Texto contém spoilers.
Casos em que um pobre casa com um rico que está quase morrendo não é novidade. Amigos que só aparecem nas horas de festa é coisa comum. Tudo é jogo de interesse, até dentro do antro familiar.
Franz Kafka demonstrou isso de uma forma inusitada em seu livro “A Metamorfose”. Nele encontramos Gregor Samsa, um vendedor comum. Trabalha para sustentar sua família, e faz disso seu único modo de vida. Porém, em um belo (péssimo) dia, ele acorda transformado em um inseto gigantesco.
Suas preocupações?
Como vou trabalhar? Como minha família vai se sustentar? Estou atrasado!
Gregor não consegue nem se levantar, vira para um lado, para outro, tudo em vão. Nesse meio tempo o chefe do escritório vai até sua casa, para saber qual o motivo do atraso.
Nesse ponto temos um trecho que demonstra um dos vários perfis de chefes que existe por ai: “Esperamos que não seja nada de grave. Ainda que nós, homens de negócios, sejamos com frequência forçados, mal ou bem, como queiram, a colocar as nossas obrigações profissionais bem à frente de qualquer ligeira indisposição”.
Gregor leva uma eternidade para se locomover e, ao abrir a porta, todos se assustam.
Qual a reação de Gregor? Falar ao seu chefe que ele iria trabalhar: “Bem, vou já vestir-me, embrulhar as amostras e sair (…) não estou inválido e quero ir trabalhar”.
Note que seu senso de urgência não mudou. O trabalho acima de tudo.
Enquanto Gregor falava, seu chefe ia embora. As falas de Gregor eram incompreensíveis. Seu pai não hesitou e correu para ajudar…
…mas para ajudar sua família, que agora já não conta com Gregor.
O pai pega a bengala que o chefe do escritório esqueceu e começa bater com ela no chão, para assim, espantar o inseto/filho.
Gregor tenta clamar por ajuda, mas não adianta.
Esse desenvolvimento leva cerca de um terço do livro. Aqui já temos total noção de quanto o rapaz se dedicava para ajudar seus familiares, e também já vemos os sinais de mesquinharia de sua família.
É bom salientar que no começo do texto ele cita que só trabalha por causa da dívida dos pais.
O rapaz entregou sua vida para um patrão mesquinho, assim ele conseguiria saldar o que sua família devia. Mas todo esforço virou pó quando ele sofreu a metamorfose. A primeira reação de seu pai foi espaventar o filho, para não ter que ficar olhando para aquela figura horrenda.
Seu pai chegou até agredir o “filho” para que ele voltasse rapidamente para seu quarto.
O enredo do livro continua com o período de adaptação de Gregor. Sua irmã é a única que mostra algum tipo de compaixão e tenta levar algo para ele comer.

- **O que se pede**: Por favor, repita o trecho da resenha sobre A Metamorfose que vai de "O rapaz entregou" até "aquela figura horrenda.", inclusive. Não é preciso consultar as linhas de dados.

[Registros de indicação de objetos nomeados]
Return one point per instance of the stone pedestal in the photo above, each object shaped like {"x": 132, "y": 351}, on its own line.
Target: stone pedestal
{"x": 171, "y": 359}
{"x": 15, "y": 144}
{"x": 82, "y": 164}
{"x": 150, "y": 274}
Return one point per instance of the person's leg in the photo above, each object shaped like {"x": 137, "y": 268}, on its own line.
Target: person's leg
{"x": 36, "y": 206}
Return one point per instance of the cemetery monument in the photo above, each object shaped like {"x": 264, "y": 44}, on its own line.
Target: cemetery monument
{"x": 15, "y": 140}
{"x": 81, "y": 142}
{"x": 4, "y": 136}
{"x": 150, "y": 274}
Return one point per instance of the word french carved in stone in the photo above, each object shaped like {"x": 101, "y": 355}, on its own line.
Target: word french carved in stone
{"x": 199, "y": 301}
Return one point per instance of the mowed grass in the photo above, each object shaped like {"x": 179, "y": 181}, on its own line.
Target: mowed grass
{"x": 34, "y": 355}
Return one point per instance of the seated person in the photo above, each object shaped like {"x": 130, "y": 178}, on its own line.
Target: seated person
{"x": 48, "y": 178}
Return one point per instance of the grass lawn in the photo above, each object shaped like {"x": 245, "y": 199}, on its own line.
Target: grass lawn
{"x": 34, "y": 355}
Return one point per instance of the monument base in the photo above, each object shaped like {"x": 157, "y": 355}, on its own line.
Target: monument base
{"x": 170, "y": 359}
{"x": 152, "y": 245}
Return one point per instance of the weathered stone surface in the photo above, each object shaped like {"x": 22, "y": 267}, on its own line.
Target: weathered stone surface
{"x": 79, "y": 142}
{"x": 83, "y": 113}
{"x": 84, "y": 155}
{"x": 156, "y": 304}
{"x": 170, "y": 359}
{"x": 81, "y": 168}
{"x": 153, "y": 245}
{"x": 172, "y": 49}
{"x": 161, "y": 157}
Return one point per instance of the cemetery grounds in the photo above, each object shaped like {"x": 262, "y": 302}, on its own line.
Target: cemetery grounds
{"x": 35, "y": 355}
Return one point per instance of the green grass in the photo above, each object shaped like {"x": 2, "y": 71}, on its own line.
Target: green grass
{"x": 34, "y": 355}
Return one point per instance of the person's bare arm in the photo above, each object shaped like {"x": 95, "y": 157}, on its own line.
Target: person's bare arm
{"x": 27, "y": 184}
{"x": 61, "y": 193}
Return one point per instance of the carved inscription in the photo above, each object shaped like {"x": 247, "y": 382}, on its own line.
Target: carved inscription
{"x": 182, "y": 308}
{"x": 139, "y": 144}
* * *
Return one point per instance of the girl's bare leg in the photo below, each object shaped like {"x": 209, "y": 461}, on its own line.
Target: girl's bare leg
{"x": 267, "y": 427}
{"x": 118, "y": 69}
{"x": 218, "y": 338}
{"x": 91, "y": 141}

- **Resposta abaixo**:
O rapaz entregou sua vida para um patrão mesquinho, assim ele conseguiria saldar o que sua família devia. Mas todo esforço virou pó quando ele sofreu a metamorfose. A primeira reação de seu pai foi espaventar o filho, para não ter que ficar olhando para aquela figura horrenda.